**GOAL OF THE EXERCISE:**
In the records, take the lines from the one containing "outline --target=gothic arch" through the one containing "Mark the region of every instance of the gothic", inclusive. Rewrite them with "gothic arch" changed to "pointed arch" and everything else kept the same.

**EXERCISE INPUTS:**

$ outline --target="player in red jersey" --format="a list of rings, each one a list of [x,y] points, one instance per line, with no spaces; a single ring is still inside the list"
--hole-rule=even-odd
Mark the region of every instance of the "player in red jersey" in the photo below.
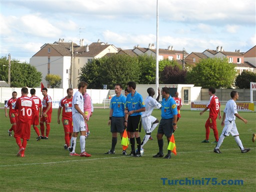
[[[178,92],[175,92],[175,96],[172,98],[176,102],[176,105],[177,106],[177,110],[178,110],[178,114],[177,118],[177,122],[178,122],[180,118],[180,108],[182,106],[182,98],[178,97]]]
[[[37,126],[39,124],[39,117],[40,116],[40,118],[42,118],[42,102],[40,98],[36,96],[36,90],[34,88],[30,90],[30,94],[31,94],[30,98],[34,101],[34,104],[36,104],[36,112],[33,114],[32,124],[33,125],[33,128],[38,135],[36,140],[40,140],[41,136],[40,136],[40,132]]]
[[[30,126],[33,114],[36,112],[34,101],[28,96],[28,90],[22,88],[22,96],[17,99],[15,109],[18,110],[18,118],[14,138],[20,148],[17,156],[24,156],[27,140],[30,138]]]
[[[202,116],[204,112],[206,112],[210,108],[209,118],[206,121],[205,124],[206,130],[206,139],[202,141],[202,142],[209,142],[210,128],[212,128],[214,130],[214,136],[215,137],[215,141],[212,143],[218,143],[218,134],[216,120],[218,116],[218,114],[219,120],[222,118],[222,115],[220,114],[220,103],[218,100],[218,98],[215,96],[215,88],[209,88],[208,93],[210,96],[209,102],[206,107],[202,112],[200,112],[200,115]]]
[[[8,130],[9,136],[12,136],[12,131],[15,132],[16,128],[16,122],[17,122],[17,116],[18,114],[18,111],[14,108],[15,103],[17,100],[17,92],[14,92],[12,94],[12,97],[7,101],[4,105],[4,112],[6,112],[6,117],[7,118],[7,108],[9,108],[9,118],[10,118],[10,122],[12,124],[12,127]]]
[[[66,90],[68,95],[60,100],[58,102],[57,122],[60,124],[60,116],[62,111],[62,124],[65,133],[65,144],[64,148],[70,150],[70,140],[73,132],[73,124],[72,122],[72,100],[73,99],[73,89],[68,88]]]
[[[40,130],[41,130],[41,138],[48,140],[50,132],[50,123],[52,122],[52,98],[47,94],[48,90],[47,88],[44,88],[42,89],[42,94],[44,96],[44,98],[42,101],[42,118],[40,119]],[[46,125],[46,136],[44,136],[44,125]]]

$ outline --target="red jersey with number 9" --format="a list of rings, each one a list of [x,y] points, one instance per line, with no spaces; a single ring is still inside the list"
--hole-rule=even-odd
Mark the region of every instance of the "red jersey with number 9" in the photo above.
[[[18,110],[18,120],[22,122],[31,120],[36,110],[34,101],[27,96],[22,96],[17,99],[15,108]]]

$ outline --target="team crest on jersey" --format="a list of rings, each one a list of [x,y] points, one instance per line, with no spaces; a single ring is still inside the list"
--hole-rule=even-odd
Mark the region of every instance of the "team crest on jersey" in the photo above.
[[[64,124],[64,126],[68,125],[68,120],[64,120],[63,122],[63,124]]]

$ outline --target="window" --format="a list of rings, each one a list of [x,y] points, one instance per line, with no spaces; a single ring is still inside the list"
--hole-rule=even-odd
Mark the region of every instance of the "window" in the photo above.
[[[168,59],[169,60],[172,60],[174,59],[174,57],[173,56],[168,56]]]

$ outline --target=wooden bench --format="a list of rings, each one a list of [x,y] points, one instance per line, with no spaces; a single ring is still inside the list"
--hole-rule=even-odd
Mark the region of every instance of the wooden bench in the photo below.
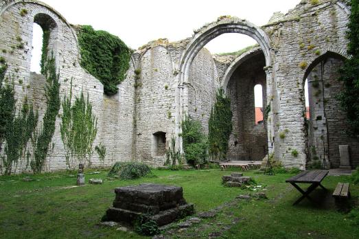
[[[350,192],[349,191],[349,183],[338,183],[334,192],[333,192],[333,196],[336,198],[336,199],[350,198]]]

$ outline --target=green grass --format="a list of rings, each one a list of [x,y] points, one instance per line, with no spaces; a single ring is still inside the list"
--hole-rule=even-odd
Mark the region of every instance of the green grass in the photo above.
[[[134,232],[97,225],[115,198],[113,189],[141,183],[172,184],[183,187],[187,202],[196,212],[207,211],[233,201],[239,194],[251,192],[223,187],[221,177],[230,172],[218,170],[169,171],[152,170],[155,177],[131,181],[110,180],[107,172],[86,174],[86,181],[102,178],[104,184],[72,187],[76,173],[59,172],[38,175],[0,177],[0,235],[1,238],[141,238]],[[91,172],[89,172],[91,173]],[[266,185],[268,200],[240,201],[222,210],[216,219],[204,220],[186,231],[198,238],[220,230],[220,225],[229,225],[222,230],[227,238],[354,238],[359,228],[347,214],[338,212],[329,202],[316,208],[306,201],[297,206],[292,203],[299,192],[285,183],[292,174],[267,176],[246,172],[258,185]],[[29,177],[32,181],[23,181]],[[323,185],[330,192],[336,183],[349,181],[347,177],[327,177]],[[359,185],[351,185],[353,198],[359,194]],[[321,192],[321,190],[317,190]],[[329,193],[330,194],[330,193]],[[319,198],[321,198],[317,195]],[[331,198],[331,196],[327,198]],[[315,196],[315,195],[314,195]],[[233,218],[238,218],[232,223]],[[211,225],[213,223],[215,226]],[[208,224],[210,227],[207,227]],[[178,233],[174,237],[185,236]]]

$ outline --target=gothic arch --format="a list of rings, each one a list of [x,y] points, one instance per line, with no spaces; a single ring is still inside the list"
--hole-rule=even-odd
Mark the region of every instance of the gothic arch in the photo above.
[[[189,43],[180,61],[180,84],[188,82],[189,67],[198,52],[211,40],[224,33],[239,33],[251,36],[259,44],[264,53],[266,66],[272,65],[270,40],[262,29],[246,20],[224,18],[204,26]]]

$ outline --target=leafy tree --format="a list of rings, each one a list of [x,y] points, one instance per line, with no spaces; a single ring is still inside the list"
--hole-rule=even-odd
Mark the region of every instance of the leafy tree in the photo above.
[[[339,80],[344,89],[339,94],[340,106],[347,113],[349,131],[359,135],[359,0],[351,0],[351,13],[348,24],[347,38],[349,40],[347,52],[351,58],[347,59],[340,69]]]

**ANSWER TO THIS PROBLEM:**
$ outline --target=pointed arch --format="a list of rings, each one a list of [x,y] points, one instance per line, with no spaces; a single ring is still inside the list"
--hole-rule=even-odd
Mark the region of every instance of the pointed arch in the photo above.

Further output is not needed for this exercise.